_ЧТО НУЖНО СДЕЛАТЬ_
Подсчитайте, в скольких строках записей встречается слово «blue», с учетом регистра. В ответе укажите только число.

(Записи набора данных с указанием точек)
'''
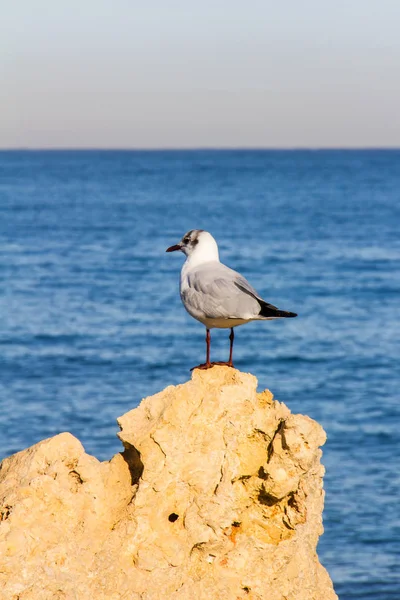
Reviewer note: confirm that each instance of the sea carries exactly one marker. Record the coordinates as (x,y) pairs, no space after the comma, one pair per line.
(91,319)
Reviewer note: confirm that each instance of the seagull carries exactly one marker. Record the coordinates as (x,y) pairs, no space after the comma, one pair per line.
(216,295)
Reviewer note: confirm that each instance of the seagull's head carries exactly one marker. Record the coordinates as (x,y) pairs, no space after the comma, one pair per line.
(197,242)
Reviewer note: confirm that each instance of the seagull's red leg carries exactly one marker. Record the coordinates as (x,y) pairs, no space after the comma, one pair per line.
(229,363)
(231,338)
(207,364)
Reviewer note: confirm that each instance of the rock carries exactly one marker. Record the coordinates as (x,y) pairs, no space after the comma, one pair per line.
(218,494)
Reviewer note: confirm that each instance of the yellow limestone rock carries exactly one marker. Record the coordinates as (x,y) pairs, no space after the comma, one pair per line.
(218,495)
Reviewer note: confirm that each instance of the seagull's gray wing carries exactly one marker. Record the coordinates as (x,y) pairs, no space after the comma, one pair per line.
(216,291)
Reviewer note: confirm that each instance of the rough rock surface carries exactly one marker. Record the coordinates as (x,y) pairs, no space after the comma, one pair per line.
(218,495)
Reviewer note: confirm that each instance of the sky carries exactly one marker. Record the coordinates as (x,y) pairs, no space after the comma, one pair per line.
(209,73)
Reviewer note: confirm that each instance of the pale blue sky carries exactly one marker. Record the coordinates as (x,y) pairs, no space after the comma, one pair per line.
(124,73)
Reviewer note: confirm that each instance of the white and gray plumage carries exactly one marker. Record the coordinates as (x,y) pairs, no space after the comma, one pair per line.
(216,295)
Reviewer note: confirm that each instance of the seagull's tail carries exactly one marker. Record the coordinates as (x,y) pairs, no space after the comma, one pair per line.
(268,311)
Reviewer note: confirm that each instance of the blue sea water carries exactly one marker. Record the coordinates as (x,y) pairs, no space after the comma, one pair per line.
(91,319)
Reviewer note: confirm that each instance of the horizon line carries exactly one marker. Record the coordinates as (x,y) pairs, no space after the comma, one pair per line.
(191,148)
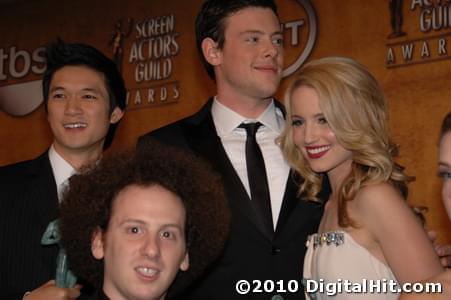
'''
_РЕШЕНИЕ ЗАДАНИЯ_
2